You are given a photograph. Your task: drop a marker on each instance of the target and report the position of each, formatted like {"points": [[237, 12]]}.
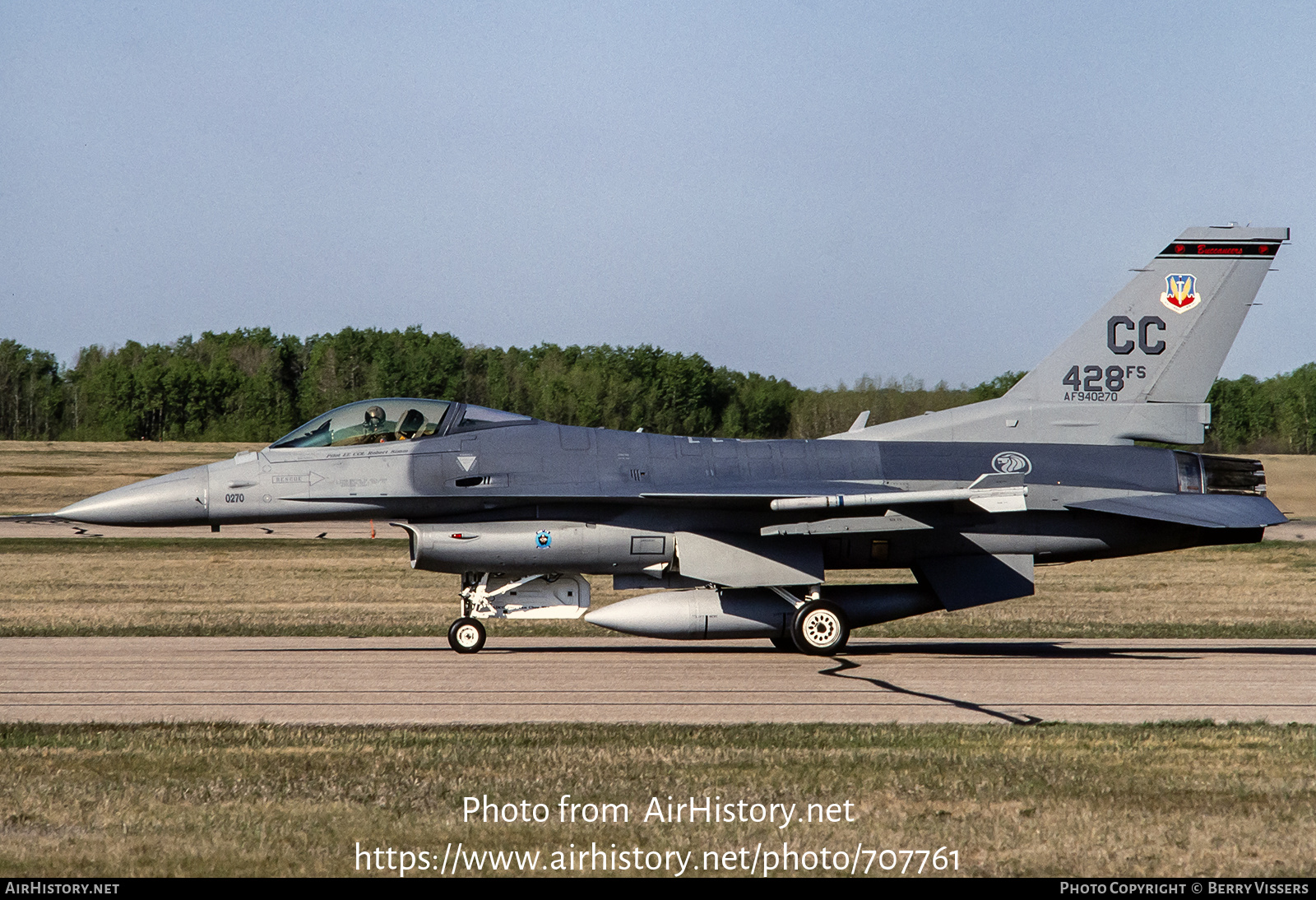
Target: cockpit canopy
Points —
{"points": [[394, 419]]}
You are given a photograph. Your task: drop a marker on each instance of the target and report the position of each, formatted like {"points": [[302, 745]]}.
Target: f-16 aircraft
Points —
{"points": [[736, 537]]}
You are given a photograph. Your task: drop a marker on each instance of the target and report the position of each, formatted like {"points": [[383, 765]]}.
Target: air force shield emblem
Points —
{"points": [[1181, 292]]}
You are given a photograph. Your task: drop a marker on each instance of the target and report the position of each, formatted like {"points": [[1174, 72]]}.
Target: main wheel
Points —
{"points": [[820, 629], [466, 634]]}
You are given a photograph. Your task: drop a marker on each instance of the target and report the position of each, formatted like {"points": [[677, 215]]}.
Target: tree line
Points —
{"points": [[254, 386]]}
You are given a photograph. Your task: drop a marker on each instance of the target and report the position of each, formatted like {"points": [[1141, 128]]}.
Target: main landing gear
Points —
{"points": [[819, 629]]}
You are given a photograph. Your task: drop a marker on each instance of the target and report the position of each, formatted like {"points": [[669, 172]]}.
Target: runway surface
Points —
{"points": [[349, 680]]}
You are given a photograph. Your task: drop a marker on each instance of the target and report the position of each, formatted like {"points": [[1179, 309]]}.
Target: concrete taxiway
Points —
{"points": [[420, 680]]}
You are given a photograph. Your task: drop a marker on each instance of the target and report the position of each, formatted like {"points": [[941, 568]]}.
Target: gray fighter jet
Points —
{"points": [[736, 537]]}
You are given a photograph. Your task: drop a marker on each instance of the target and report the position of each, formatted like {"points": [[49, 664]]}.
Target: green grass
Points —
{"points": [[1170, 799]]}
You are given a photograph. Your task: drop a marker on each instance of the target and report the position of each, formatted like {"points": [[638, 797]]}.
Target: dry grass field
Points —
{"points": [[1168, 800]]}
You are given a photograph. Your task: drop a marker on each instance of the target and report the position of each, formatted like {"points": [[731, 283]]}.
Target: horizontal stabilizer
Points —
{"points": [[1201, 509], [962, 582]]}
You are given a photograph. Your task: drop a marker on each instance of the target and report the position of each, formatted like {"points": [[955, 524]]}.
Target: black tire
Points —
{"points": [[466, 634], [820, 629]]}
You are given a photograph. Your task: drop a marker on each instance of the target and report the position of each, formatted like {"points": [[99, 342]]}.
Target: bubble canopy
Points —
{"points": [[392, 419]]}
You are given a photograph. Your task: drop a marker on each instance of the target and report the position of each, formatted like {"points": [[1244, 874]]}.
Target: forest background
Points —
{"points": [[253, 386]]}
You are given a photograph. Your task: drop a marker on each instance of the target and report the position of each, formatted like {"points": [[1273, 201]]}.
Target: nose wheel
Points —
{"points": [[466, 634]]}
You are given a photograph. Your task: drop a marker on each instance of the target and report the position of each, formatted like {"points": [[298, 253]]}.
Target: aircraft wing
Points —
{"points": [[1201, 509]]}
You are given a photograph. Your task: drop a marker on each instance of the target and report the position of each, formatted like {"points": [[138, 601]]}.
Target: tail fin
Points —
{"points": [[1140, 369], [1165, 336]]}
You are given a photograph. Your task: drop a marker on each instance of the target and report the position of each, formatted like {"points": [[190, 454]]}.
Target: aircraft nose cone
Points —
{"points": [[177, 499]]}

Problem:
Identify every line above that includes the word "canopy", and show those lines.

Exercise answer:
Target: cockpit canopy
Target: bubble canopy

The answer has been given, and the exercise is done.